Supplied entries: Begin

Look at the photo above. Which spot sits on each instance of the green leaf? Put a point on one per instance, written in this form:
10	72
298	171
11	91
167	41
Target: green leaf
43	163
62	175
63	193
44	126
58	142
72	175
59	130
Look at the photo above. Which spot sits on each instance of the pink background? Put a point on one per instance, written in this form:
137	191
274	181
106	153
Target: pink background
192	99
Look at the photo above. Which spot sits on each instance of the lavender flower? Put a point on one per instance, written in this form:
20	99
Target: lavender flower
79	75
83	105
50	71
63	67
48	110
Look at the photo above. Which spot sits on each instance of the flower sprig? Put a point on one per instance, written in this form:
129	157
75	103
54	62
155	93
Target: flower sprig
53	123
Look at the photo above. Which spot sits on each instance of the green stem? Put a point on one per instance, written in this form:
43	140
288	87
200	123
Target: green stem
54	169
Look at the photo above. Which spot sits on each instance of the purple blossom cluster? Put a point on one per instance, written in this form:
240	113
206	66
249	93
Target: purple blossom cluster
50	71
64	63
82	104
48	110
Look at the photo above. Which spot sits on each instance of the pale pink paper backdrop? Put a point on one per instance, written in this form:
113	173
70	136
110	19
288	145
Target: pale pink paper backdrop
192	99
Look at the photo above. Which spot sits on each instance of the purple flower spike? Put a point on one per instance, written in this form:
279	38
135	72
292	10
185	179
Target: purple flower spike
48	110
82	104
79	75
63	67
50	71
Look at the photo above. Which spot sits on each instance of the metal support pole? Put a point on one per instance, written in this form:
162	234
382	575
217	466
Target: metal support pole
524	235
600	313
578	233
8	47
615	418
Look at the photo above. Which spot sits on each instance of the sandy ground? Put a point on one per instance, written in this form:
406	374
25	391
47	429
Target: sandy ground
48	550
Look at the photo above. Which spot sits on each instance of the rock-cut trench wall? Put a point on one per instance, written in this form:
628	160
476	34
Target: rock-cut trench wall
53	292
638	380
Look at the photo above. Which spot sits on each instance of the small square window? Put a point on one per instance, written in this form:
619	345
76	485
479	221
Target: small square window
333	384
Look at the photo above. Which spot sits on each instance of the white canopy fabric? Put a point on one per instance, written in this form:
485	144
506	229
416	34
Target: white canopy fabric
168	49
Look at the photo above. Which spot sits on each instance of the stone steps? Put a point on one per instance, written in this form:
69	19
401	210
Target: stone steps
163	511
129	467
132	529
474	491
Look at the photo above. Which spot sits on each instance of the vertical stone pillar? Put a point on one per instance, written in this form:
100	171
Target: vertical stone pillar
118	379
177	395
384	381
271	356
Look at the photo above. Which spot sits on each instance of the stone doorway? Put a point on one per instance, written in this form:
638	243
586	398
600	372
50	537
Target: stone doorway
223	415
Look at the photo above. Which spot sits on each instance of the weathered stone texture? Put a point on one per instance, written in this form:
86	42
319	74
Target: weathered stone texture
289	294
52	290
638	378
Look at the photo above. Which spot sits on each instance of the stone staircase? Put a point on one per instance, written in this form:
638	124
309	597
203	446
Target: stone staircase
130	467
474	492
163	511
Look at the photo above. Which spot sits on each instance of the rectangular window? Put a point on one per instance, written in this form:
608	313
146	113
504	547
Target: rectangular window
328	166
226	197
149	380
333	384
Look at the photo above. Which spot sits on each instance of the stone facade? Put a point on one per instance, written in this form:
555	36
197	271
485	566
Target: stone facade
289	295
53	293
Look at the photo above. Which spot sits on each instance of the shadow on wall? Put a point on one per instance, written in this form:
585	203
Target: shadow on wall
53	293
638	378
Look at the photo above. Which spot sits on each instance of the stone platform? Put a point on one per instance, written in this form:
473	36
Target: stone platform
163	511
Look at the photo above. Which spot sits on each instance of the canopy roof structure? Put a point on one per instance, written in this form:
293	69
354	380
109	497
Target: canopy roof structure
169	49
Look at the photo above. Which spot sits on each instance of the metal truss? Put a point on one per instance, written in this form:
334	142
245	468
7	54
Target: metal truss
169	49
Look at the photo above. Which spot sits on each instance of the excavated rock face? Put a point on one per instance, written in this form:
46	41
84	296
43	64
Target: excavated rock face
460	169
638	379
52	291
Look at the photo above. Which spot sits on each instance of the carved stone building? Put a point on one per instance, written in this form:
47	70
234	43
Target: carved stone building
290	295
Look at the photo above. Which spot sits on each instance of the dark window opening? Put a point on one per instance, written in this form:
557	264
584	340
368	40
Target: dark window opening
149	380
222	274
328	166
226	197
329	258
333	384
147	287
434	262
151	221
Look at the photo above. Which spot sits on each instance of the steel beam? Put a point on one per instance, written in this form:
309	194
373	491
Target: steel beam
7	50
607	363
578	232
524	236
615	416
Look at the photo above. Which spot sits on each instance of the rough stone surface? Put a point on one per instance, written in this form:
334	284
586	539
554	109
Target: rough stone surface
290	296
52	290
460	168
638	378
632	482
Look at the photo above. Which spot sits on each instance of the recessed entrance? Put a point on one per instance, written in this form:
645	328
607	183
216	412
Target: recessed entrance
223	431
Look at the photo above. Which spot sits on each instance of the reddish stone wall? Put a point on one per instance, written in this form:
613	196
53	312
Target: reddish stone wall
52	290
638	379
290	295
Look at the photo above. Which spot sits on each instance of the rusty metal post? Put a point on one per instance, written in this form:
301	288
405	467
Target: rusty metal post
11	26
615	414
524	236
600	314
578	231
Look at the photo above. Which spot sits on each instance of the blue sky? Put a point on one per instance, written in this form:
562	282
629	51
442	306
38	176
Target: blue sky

Supplied entries: End

Work instruction :: Please write the data above out again, exactly the same.

Result of the task ::
Look at the photo above. Which spot sits on each instance of the green leaf? Put a point on one per instance, written in this form:
10	72
298	171
11	91
167	41
Target: green leaf
43	163
62	175
63	193
44	126
58	142
72	175
59	130
Look at the photo above. Which spot sits on each instance of the pink background? Put a point on one per instance, written in this form:
137	191
274	181
106	153
Target: pink background
192	99
Look at the photo above. Which spot sits on each instance of the lavender flower? Put a point on one per instance, written in this form:
20	99
Target: lavender flower
79	75
83	105
50	71
63	67
48	110
Look at the photo above. Which spot sits on each instance of the flower sprig? Put a point on one per instance, written in this form:
129	157
75	103
54	62
155	93
Target: flower sprig
53	123
Look at the photo above. Which spot sits on each instance of the green stem? Put a point on one per instance, written in this form:
43	140
288	87
200	123
Target: green stem
54	169
Look at the photo above. Which spot sits on each instance of the purple blossom cluster? Put a point on one per instance, written in this form:
240	113
206	66
249	93
Target: purple blossom cluster
50	71
64	63
82	104
48	110
Look at the photo above. Which spot sits on each instance of the pale pink paper backdrop? Put a point on one per instance, written in this form:
113	173
70	136
110	19
288	145
Target: pale pink paper backdrop
192	99
Look at the photo above. Which spot sits on each instance of the purple flower spike? Put a point on one per instance, written in this form:
279	38
135	72
292	10
185	179
Target: purple flower spike
48	110
82	104
79	75
63	67
50	71
Look at the photo above. Which spot sits on each instance of the metal support pole? Put a point on one per instance, written in this form:
162	234
382	575
217	466
Target: metal support pole
524	235
600	313
578	233
8	47
615	418
Look at the photo above. Which spot sits on each instance of the sandy ground? Put a point on one per instance, written in this form:
406	374
25	391
47	429
Target: sandy ground
48	550
Look at the photo above. Which spot sits on each instance of the rock-cut trench wall? Put a point on one per instance, written in this form:
628	160
476	34
Target: rock-cut trench wall
53	292
638	380
Look at the photo above. Which spot sits on each instance of the small square window? Put a point on one per instance, written in this form:
619	345
76	485
479	221
Target: small square window
333	384
Look at the photo above. Which spot sits on each instance of the white canopy fabric? Put a point on one per instance, written in this form:
485	144
506	229
416	34
Target: white canopy fabric
168	49
Look at the photo above. Which spot sits on each instance of the stone steps? Put a point on one per instance, written in this form:
69	19
401	210
Target: stone steps
163	511
129	467
132	529
474	491
Look at the photo above. Which spot sits on each instance of the vertical stone pillar? Put a point on one per instance, written in this form:
100	171
Target: vertical stone pillar
118	379
177	395
384	381
271	356
Look at the photo above. Which spot sits on each instance of the stone doorway? Put a point on one per instance, written in this form:
638	243
586	398
600	372
50	537
Target: stone doorway
223	415
Look at the photo above. Which spot sits on each instance of the weathered stone texture? Put a point on one per instance, written in this form:
86	42
319	74
Target: weathered stone texture
289	294
52	290
638	378
Look at the photo above. Which spot sits on each instance of the stone staircase? Put a point on one per instance, written in this form:
638	124
309	597
203	446
Target: stone staircase
130	467
474	492
163	511
Look at the photo above. Which spot sits on each instance of the rectangular window? Put a point on one per instance, written in this form:
608	313
146	113
504	547
Target: rectangular window
328	166
226	197
149	380
333	384
Look at the photo above. Which spot sits on each instance of the stone facade? Put a point on one per instance, written in this form:
555	36
197	271
485	566
Target: stone facade
289	295
53	293
Look at the photo above. Which spot sits on each instance of the shadow on wall? Put a point on one per instance, written in this form:
585	203
Target: shadow on wall
53	293
638	378
Look at the photo above. Which spot sits on each instance of the stone platform? Put a point on one per instance, written in this form:
473	36
Target: stone platform
163	511
Look at the photo above. Which spot sits on each instance of the canopy roof structure? Put a point on one per instance, written in this form:
293	69
354	380
109	497
Target: canopy roof structure
169	49
Look at the photo above. Which spot sits on each instance of the metal truss? Put a point on one per instance, written in this form:
334	142
245	468
7	54
Target: metal truss
169	49
Look at the photo above. Which spot sits on each instance of the excavated rock face? Put a point on one per instance, written in this form:
46	41
84	296
43	64
Target: excavated rock face
460	169
638	379
52	291
Look at the photo above. Which spot sits on each instance of the carved stone building? Put a point on one per instance, written in this form:
47	70
234	43
Target: carved stone building
290	295
Look at the photo above. Which spot sits on each instance of the dark window opening? Put a point on one per instance, written in this form:
557	264
584	340
368	40
Target: dark window opening
149	380
222	274
328	166
226	197
329	258
333	384
147	287
434	262
151	221
Look at the photo above. Which spot sits on each instance of the steel beam? Put a point on one per instance, written in this form:
309	194
373	491
Target: steel beam
7	50
607	363
578	232
524	236
615	416
Look at the photo above. Which spot sits on each instance of the rough stone surface? Put a point on one per instance, written in this form:
334	284
586	539
554	109
Target: rough stone surface
290	296
52	290
460	168
638	378
632	482
Look at the photo above. Which spot sits on each instance of the recessed entrance? Put a point on one per instance, written in this form:
645	328
607	183
216	412
Target: recessed entrance
223	431
Look at the photo above. Which spot sits on each instance of the reddish stone wall? Put a point on one per instance, written in this form:
613	196
53	312
Target: reddish stone wall
52	290
638	379
290	295
Look at the photo above. Which spot sits on each instance of the rusty metal post? Put a point on one per instance, written in this form:
301	288
405	467
Target: rusty metal post
11	26
615	414
524	236
600	314
578	231
Look at the photo above. Which spot sits on each instance of the blue sky? Put a point on one per instance, written in this form:
562	282
629	51
442	306
38	176
Target: blue sky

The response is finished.